Information provided:
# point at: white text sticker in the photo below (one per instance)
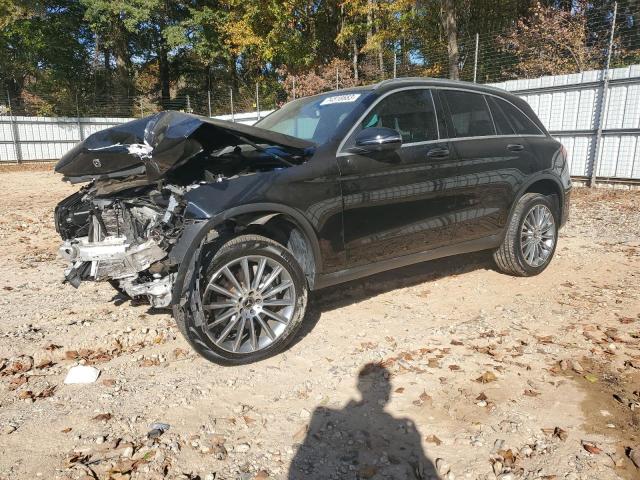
(351, 97)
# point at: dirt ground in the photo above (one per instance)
(479, 375)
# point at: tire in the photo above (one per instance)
(252, 306)
(511, 257)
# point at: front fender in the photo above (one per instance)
(186, 251)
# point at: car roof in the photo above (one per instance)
(392, 84)
(395, 83)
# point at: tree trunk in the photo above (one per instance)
(451, 31)
(163, 71)
(355, 59)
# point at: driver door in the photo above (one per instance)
(402, 201)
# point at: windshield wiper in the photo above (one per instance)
(264, 150)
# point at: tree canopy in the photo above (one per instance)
(135, 56)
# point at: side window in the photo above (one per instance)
(410, 112)
(503, 126)
(520, 122)
(470, 115)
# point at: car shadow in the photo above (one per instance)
(356, 291)
(362, 440)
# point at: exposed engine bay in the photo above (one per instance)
(123, 240)
(122, 226)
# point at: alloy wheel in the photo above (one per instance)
(248, 304)
(537, 236)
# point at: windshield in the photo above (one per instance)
(313, 118)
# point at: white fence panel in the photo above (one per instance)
(568, 105)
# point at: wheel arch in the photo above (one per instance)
(544, 183)
(260, 218)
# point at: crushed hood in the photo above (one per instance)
(154, 145)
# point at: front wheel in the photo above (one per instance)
(253, 296)
(531, 237)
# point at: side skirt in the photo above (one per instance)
(346, 275)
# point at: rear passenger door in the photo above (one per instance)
(400, 202)
(493, 162)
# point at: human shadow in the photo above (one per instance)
(362, 440)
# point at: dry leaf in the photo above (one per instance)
(433, 439)
(560, 433)
(591, 448)
(17, 381)
(487, 377)
(102, 417)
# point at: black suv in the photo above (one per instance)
(231, 225)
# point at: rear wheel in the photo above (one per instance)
(531, 237)
(253, 296)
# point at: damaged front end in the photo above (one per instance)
(123, 225)
(123, 240)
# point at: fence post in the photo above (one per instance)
(233, 115)
(80, 129)
(395, 61)
(257, 101)
(604, 103)
(475, 62)
(14, 130)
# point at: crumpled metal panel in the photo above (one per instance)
(154, 145)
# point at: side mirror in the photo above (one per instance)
(378, 139)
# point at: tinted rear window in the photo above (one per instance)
(520, 122)
(499, 118)
(470, 115)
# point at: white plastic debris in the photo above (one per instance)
(81, 374)
(141, 150)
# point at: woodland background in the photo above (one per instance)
(131, 57)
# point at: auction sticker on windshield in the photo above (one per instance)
(349, 98)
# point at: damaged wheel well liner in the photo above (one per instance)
(278, 222)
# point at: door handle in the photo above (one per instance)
(438, 153)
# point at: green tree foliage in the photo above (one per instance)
(135, 56)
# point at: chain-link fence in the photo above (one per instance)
(550, 42)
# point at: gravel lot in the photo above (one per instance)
(446, 369)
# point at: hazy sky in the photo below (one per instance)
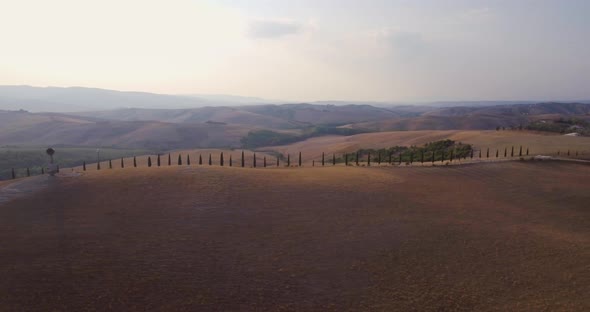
(404, 50)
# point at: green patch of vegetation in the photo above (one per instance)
(413, 153)
(561, 125)
(260, 138)
(20, 158)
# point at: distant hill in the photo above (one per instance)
(55, 129)
(78, 99)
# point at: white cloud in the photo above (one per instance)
(273, 28)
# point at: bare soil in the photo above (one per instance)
(509, 236)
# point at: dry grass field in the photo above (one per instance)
(538, 142)
(509, 236)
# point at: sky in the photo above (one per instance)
(303, 50)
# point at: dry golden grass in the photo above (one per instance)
(511, 236)
(538, 143)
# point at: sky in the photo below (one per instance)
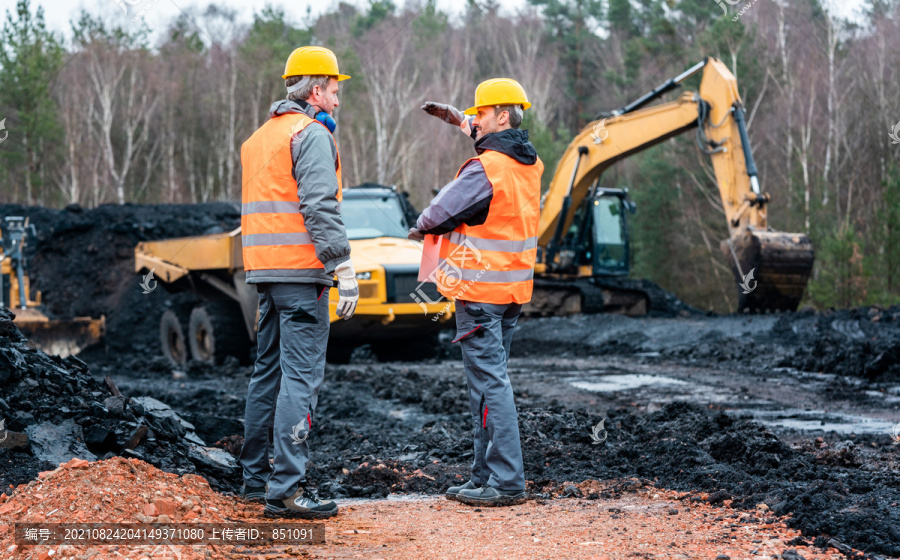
(58, 13)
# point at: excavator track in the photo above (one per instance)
(625, 296)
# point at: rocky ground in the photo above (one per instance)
(782, 417)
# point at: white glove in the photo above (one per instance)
(348, 289)
(415, 234)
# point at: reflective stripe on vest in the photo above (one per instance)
(494, 262)
(273, 234)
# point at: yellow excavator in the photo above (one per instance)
(63, 337)
(583, 243)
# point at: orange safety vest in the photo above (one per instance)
(273, 234)
(494, 262)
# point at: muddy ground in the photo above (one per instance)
(791, 410)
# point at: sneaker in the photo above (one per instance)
(453, 491)
(254, 493)
(303, 504)
(490, 496)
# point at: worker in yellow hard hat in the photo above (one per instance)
(490, 93)
(294, 243)
(489, 218)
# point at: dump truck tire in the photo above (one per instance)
(216, 331)
(172, 339)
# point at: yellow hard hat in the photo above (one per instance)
(313, 61)
(499, 91)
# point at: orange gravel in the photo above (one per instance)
(646, 523)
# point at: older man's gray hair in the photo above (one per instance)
(300, 87)
(515, 114)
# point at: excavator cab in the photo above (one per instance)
(597, 243)
(63, 337)
(611, 254)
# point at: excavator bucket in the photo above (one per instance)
(772, 268)
(63, 337)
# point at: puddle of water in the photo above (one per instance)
(610, 383)
(393, 498)
(818, 421)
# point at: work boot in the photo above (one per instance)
(254, 493)
(491, 497)
(453, 491)
(303, 504)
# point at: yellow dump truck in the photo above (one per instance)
(398, 316)
(64, 337)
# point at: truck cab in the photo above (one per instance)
(398, 316)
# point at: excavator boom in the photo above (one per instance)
(771, 267)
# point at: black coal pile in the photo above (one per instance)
(82, 260)
(861, 342)
(65, 413)
(381, 429)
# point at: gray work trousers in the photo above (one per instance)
(290, 365)
(484, 331)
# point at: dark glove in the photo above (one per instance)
(447, 113)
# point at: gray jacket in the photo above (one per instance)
(467, 199)
(314, 155)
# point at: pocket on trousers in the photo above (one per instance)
(473, 332)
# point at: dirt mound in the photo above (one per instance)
(83, 261)
(119, 490)
(67, 413)
(361, 449)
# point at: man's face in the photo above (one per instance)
(487, 121)
(325, 99)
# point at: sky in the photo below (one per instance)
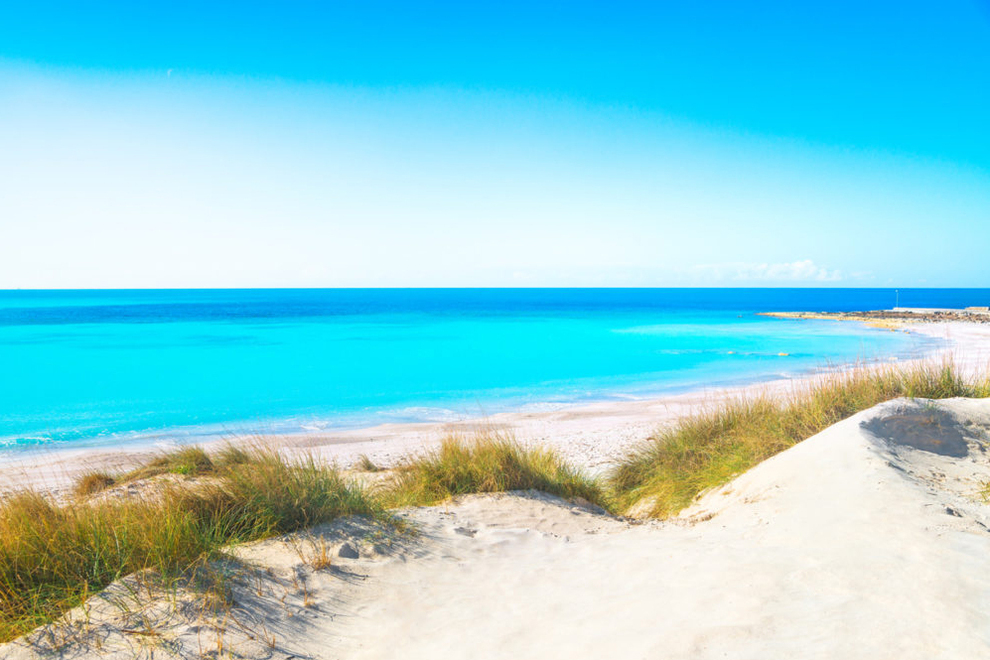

What to produce: Rewrite the stretch of the data from the line that contains "# point at: excavator bucket" through the end of the data, both ends included, and keep the requests as they are. Multiply every point coordinate in the answers by 0.3, round to whole numbers with halves going up, and leave the pictures out.

The completed task:
# point at: excavator bucket in the photo above (one per instance)
(232, 80)
(19, 101)
# point at: puddle of water in the photo above (one per instance)
(183, 115)
(118, 149)
(245, 126)
# point at: work boot in the photo above (one per instance)
(76, 148)
(147, 149)
(136, 147)
(91, 151)
# point at: yellow dump truck in the photo above (one per instance)
(119, 95)
(19, 101)
# point at: truck cab in the photo above (one per instance)
(119, 95)
# point at: excavator boom in the photo above (one per instance)
(231, 80)
# point at: black coal pile in the photo above (one per instance)
(25, 78)
(258, 103)
(20, 124)
(114, 129)
# point at: gray work trousers in the photo above (one per instance)
(87, 110)
(145, 99)
# point at: dark glove in the photo above (one per instance)
(134, 34)
# point at: gray jacket in the photo above (one per instance)
(140, 60)
(94, 47)
# point at: pocket on trousers in the photo above (one per instance)
(142, 100)
# point at: dirt mound in the photo above (one per instance)
(25, 78)
(36, 147)
(20, 124)
(108, 135)
# point at: man's face in the photo above (one per instance)
(146, 36)
(98, 30)
# point at: sky in the photo below (one per instance)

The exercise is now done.